>>>

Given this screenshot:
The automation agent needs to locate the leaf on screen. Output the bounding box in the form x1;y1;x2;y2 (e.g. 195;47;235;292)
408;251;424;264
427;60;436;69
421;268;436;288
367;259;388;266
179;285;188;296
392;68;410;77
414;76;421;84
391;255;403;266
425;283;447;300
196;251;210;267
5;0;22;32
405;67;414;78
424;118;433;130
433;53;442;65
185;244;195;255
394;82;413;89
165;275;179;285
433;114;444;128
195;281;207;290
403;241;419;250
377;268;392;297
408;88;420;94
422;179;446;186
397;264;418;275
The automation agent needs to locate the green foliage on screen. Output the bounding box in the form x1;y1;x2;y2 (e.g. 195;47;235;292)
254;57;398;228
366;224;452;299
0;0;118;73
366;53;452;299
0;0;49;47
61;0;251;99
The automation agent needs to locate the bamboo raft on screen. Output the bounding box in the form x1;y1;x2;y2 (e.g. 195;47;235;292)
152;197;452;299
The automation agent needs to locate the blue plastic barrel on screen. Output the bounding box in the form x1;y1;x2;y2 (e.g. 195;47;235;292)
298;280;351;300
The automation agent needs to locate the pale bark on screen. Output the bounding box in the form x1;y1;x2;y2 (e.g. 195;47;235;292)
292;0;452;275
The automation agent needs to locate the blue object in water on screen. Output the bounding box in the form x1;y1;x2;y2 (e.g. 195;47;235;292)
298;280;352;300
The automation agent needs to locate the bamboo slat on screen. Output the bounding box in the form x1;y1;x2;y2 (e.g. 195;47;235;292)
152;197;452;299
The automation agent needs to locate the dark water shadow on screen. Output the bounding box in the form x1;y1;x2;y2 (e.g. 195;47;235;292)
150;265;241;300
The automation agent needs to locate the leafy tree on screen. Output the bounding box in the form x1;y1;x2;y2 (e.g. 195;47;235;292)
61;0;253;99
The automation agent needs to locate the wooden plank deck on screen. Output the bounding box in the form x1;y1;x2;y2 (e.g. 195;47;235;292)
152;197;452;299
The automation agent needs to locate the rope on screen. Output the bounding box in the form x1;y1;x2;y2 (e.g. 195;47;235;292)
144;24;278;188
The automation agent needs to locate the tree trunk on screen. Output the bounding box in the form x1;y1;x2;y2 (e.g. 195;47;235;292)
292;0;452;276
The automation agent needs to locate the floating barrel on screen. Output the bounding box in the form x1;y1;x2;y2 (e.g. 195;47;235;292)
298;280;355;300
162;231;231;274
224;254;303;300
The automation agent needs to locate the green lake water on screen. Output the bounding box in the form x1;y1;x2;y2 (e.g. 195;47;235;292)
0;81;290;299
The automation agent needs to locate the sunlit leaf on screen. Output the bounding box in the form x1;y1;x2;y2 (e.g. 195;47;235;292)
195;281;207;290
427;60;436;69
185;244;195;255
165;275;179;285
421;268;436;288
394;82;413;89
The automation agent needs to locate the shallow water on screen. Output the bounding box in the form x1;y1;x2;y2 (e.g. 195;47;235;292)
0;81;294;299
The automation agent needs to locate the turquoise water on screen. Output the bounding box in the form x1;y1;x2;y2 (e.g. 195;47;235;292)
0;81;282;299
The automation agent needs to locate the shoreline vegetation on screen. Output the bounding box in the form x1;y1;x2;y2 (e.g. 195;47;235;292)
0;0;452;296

<<<

## Work instructions
Reproduce the listing word for word from the line containing "The automation agent needs to locate the rope" down to its final line, and give only those lines.

## Reply
The automation agent needs to locate the rope on screen. Output the bounding box in the form x1;y1;x2;y2 (e.g. 195;47;235;292)
144;24;278;188
The automation agent needs to locate the tree trunk on screen. Output the bounding box in the form x1;y1;x2;y2 (e.g. 195;47;235;292)
292;0;452;276
The automation agent needs to locate the floating barrel on screen. Output the bounding box in the form x1;y1;x2;y2 (e.g. 195;47;235;292)
298;280;355;300
162;231;231;274
224;254;303;300
The automation agent needs to locate the green lake water on screen. Output the bounding box in the form x1;y1;x2;y2 (e.g. 195;47;235;292)
0;81;290;299
The automation agent needs to locate the sunlit leaf on screen. Output the bounding box in the form x1;y1;x2;y2 (e.g. 195;47;235;292)
195;281;207;290
427;60;436;69
185;244;195;255
165;275;179;285
421;268;436;288
394;82;413;89
The automation agent needs to locate the shallow water on screen. Output the bounding box in the form x1;y1;x2;y2 (e.g. 195;47;235;292)
0;81;294;299
The automation agent needs to locate the turquoise water on screen. Output the bounding box in the form x1;y1;x2;y2 (e.g. 195;47;235;292)
0;81;282;299
The automation agent needs to locate the shoreline vegetation on screen. Output the bounding box in the form x1;y1;x2;y2 (e.g. 195;47;235;292)
0;0;452;296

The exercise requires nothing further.